Source text —
********
Jenny smiled, “I’m proud of this belly. I’m up to 190 pounds now ya know,” she said. 

“Oh yeah? Well that’s only twenty pounds more than me,” I replied and we both laughed.

Even though we were just kidding around with each other, I really didn’t mind gaining weight at all, and I don’t think Jenny did either. I actually was kind of aroused seeing my body slowly get chubbier. 

It was getting towards summertime, and I was still very into cooking, as well as eating and gaining. I still didn’t mind how much I weighed and was proud of my big curvy figure. I weighed about 220 pounds at this point and loved it. Never thought I would ever think that I could be happy being fat, but I was. 

“Have you put any thought into what you want to do after high-school?” my cooking teacher asked Jenny and I one day after class.

I shook my head, “no, not really,” I said. 

“Well how would you like to go into business with me and my husband? We are opening up a restaurant, and I figured you two girls would be perfect for the first cooks that we hire.” 

Me and Jenny looked at each other in excitement. “Of course we will!” I said, and that was the start of our career.

We both loved our jobs and we always got free food, which was great. The first year that I worked there, I reached 300 pounds. A few months after that, my weight inclined about forty more pounds. My mom teased me for a while because I weighed more than she did, but she always told me how great I looked, and I agreed with her. 

Who would have thought that I would actually turn out a lot like her? I know I sure didn’t, but I did take pride in it. 
​


----------



## MySilentAnthem (Nov 12, 2005)

I liked this story. The only problem I saw was that you could have used just a bit more detail and the ending was kind of rushed. Good read though.


----------



## Still a Skye fan (Nov 16, 2005)

Nice job on the story.
********
Dataset extract —
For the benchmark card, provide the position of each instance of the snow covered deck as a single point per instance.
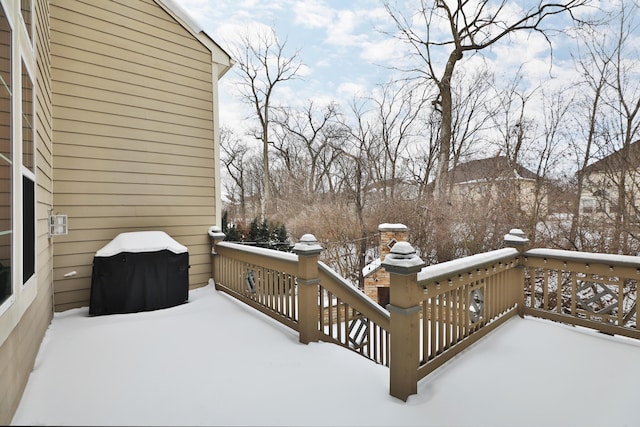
********
Direction 1 — In the cooking-career story thread, what weight does Jenny give for herself?
Direction 2 — Please carry the cooking-career story thread on from its final comment.

Task result 1 — 190 pounds.

Task result 2 —
I also agree that the ending was a bit rushed but it's still a very enjoyable tale.

I would've done things a little differently: Start with her as an athlete who's beginning to gain, she gets a warning about her weight from her coach, she doesn't make the cut for her next season on the soccer team and finds her love of cooking and eating instead.

Having her reluctant to gain at first was good and having her parents be cool about gaining was good.

You gave her a fellow girl to gain with, I would've added a boy FA and build a relationship between them.

I would've built up to the girls getting hired as chefs, then explored their continued gaining/love of food with their boyfriends (Yeah, I'd give the other girl a guy too).

Anyway, you still did a nice job and please write again.


Dennis


----------



## Observer (Jun 5, 2006)

Somehow this little gem slipped under our formatting and editing radar. Sorry about that.

The oversight has now been corrected. Even though its entitled to be in the archives I think others might enjoy it as well - includinmg the viewer posts at the bottom. That's why it's in "New Additions" for awhille.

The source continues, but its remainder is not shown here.